**Aim of the exercise**
Copy the records word for word, omitting all pictures.

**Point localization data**
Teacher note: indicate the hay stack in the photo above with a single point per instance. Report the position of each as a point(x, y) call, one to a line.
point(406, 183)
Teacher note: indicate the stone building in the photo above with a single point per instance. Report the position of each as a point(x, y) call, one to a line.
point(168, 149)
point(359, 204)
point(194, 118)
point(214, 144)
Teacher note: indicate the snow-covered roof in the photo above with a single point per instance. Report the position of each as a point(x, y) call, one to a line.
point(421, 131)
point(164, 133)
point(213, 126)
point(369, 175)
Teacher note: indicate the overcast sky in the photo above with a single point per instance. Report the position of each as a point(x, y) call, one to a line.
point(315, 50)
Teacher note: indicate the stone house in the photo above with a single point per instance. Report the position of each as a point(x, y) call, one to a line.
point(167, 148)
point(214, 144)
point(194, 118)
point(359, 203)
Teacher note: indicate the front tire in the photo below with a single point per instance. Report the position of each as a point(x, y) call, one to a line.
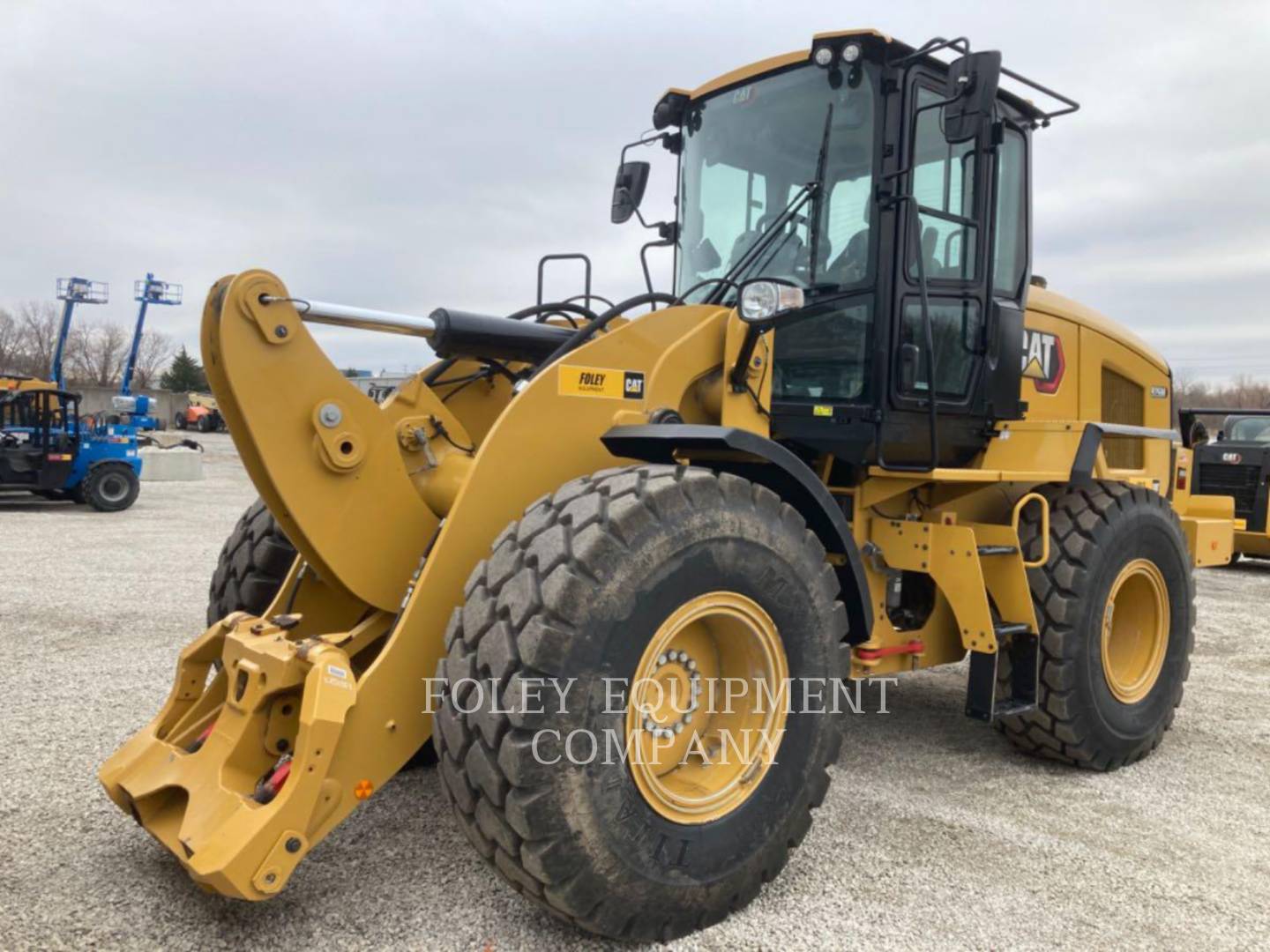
point(111, 487)
point(1117, 611)
point(580, 588)
point(253, 564)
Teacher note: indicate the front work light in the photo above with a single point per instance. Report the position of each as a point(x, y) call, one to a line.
point(762, 300)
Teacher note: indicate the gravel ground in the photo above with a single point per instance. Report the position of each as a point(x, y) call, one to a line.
point(935, 834)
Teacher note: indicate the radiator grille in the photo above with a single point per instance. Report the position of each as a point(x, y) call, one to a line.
point(1123, 404)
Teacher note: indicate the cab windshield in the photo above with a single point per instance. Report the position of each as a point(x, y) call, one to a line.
point(748, 152)
point(1251, 429)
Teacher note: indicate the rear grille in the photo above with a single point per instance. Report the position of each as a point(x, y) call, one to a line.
point(1238, 480)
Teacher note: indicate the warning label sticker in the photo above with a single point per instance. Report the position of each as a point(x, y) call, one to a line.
point(597, 381)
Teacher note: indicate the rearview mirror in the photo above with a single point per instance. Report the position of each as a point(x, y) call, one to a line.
point(972, 84)
point(629, 190)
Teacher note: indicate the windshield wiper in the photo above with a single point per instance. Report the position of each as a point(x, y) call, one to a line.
point(814, 188)
point(819, 195)
point(761, 242)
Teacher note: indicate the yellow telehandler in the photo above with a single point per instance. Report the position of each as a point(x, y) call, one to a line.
point(616, 566)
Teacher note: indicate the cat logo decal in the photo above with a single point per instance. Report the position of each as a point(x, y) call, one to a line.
point(1042, 360)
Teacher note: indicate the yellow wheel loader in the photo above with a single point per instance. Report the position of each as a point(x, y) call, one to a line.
point(621, 564)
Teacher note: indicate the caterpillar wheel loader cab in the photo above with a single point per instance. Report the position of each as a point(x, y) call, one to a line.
point(621, 568)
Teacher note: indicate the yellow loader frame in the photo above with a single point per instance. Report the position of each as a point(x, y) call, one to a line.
point(392, 507)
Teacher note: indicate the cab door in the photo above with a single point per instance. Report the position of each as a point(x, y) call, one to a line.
point(946, 234)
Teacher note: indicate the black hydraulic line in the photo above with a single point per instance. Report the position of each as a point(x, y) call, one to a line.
point(684, 297)
point(597, 325)
point(563, 308)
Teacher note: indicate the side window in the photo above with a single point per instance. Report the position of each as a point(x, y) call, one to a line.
point(957, 328)
point(1010, 258)
point(823, 355)
point(944, 187)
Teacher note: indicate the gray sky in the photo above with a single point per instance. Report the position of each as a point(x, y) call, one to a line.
point(407, 156)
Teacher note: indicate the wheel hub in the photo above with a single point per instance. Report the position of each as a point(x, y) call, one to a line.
point(1136, 631)
point(707, 707)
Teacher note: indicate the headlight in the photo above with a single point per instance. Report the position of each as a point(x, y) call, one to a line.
point(764, 300)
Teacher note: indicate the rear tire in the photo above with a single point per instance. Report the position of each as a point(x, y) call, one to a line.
point(111, 487)
point(1096, 534)
point(577, 589)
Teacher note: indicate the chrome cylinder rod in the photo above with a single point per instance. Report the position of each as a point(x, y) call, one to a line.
point(361, 317)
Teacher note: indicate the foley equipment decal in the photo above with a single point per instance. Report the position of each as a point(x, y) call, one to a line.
point(1042, 360)
point(598, 381)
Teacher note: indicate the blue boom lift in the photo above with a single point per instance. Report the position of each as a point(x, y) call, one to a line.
point(138, 410)
point(45, 447)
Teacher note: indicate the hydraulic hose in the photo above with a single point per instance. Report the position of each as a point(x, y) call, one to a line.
point(600, 323)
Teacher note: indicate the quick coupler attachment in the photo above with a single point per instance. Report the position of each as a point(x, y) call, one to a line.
point(234, 775)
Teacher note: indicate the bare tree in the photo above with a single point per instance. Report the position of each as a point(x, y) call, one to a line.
point(13, 346)
point(38, 322)
point(156, 349)
point(97, 353)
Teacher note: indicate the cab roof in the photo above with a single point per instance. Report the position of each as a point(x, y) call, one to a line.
point(778, 63)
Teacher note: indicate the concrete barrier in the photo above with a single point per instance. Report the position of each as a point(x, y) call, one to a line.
point(178, 465)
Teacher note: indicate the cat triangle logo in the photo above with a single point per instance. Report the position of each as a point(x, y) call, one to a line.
point(1042, 361)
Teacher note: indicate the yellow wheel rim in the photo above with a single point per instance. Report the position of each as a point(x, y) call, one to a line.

**Answer box**
Teacher note: indicate the hay stack in the photo above with a single point per instance. Report the position of each as a point(x, y) call, one to a line.
point(406, 183)
Teacher note: indicate the stone building in the photo above with a single point per instance. Report the position of each as a point(x, y) call, one to a line.
point(168, 149)
point(359, 204)
point(194, 118)
point(214, 144)
Teacher note: indicate the snow-covered roof in the photo above with a single point per instance. Report the position of each as a point(x, y) call, one to a line.
point(421, 131)
point(164, 133)
point(213, 126)
point(369, 175)
Teacher note: indicate the overcast sky in the photo above with a single point per instance. Report the position of each as a point(x, y) call, one to a line.
point(315, 50)
Teacher note: indicate the stone house in the photo above with a single point per instance. Report the position of each as a point(x, y) call, one to a line.
point(167, 148)
point(214, 144)
point(194, 118)
point(359, 203)
Teacher note: indicate the front tire in the photo below with a single point per instance. Report the position of each as a point(x, y) call, one to a line.
point(111, 487)
point(1117, 611)
point(580, 588)
point(253, 564)
Teacher note: indicate the front work light in the photo above with a single point per instance. Report the position of each as a point(x, y) call, one to a line.
point(762, 300)
Teacher note: indicate the gravel ground in the photo above with a single point per instance. Report the position of each as a point(x, y) call, one to a line.
point(935, 834)
Teacher note: indicate the radiator grille in the photo above with a single point per instance. Report the position of each as a point(x, y) call, one to a line.
point(1123, 404)
Teacher note: indicate the cab windshield in the photo above with a single point per instance. Report the position of each as a point(x, y) call, one to a line.
point(748, 152)
point(1251, 429)
Teacher note: indicate the rear grille in the photo above with a single point per instance. Report the position of each as a point(x, y) call, one to a line.
point(1238, 480)
Teacher note: indicate the warning label sticker in the photo above with a single point per instance. Report the position of each as a point(x, y) call, one to a line.
point(597, 381)
Teacher note: indicate the rearview mirror in the photo above with a single point per instance. Report the position of each as a point(x, y) call, one to a line.
point(972, 84)
point(629, 190)
Teacher note: indicate the windshield wiper in the photo above with a single point per instance. Report the position of each as a point(x, y) call, one to a line.
point(814, 188)
point(819, 195)
point(761, 242)
Teacher note: indicate the yellow telehandler in the photo above with a single point per instance. Report the position of each as a point(x, y) call, one to a line.
point(616, 566)
Teacher note: indicate the cat logo decal in the photo above with a single point per instance. Report the position of each as a point(x, y) call, one to a line.
point(1042, 360)
Teacher note: indicate the yellow wheel loader in the photo above with a single point per instance. Report the position of each as a point(x, y) call, one to a line.
point(621, 564)
Teacher note: indicate the caterpillar wheel loader cab in the photo above with a single point per instance. Report the position of each as a point(x, y) call, one to a line.
point(621, 568)
Teacher note: indicate the yellow loader frame in the photo above with a single point per instance. Report the position of each as a point(x, y) call, one to a line.
point(392, 507)
Teacher note: indicate the cab door in the photo above with a single point per instance. Report the position of each as a point(x, y) call, one to a line.
point(946, 234)
Teacher note: indicate the black hydraulic line in the photo above with a single point per instance. Report the position of each as a point(x, y) call, one to a line.
point(684, 297)
point(597, 325)
point(563, 308)
Teacher note: indicate the side window in the photo above with a single point per instance. Report the position of each as a point(x, y) call, one to a line.
point(957, 328)
point(1010, 258)
point(823, 355)
point(944, 187)
Teacher note: indicate the gray sky in the photo above with a single point per instance. Report the position of each as a point(x, y) call, one to a line.
point(407, 156)
Teacher note: indicate the wheel hub in the photo above with a single point per instance. Report the position of each as a point(x, y) call, one to a line.
point(1136, 631)
point(707, 707)
Teacher note: indicate the headlight in the photo above with a single point per instance. Report the position of each as a point(x, y) call, one to a line.
point(764, 300)
Teacher note: indicate the rear tire in the photo above with a single point per instance. Report the position of each as a point(x, y) call, one to a line.
point(111, 487)
point(1096, 534)
point(577, 589)
Teacher note: indicate the chrome cylinder rod in the photo above with a single point per instance. Report the position of each as a point(x, y) call, one to a line.
point(361, 317)
Teacher note: indicate the foley equipment decal in the photo above with a single point per instance. Report the position of each as a point(x, y) call, one to a line.
point(1042, 360)
point(598, 381)
Teacher note: indicate the blue boom lift in the photo above with a single point per instance. Report the position of each as a point(x, y) call, one to a line.
point(138, 410)
point(45, 447)
Teacher note: indicate the hydraulic hose in the photo above with a single point per instance. Report the position of each as a point(x, y) call, one to a line.
point(600, 323)
Teacher note: indicate the quick coupler attachment in the photo above with a single point per instance. Report the position of each as a point(x, y) call, one to a line.
point(234, 775)
Teacher note: indicate the bare tree in the photo above with a single point per instance. Report the position of each as a point(x, y) call, one to a line.
point(13, 346)
point(38, 322)
point(156, 349)
point(97, 353)
Teacher note: indicate the cab roof in the photo above with a single point per instance. Report the position of each as a point(x, y) call, one to a line.
point(778, 63)
Teacher note: indicate the concrete barrier in the photo above with a single point per instance. Report the position of each as a point(x, y) call, one to a line.
point(178, 465)
Teacher note: indicate the cat triangle logo in the photo above with a single point per instance. Report the position of each as a point(x, y) call, one to a line.
point(1042, 361)
Teacher note: indicate the yellow wheel rim in the photo above with a single point per instance. Report the position of each as a point(x, y) call, one to a line.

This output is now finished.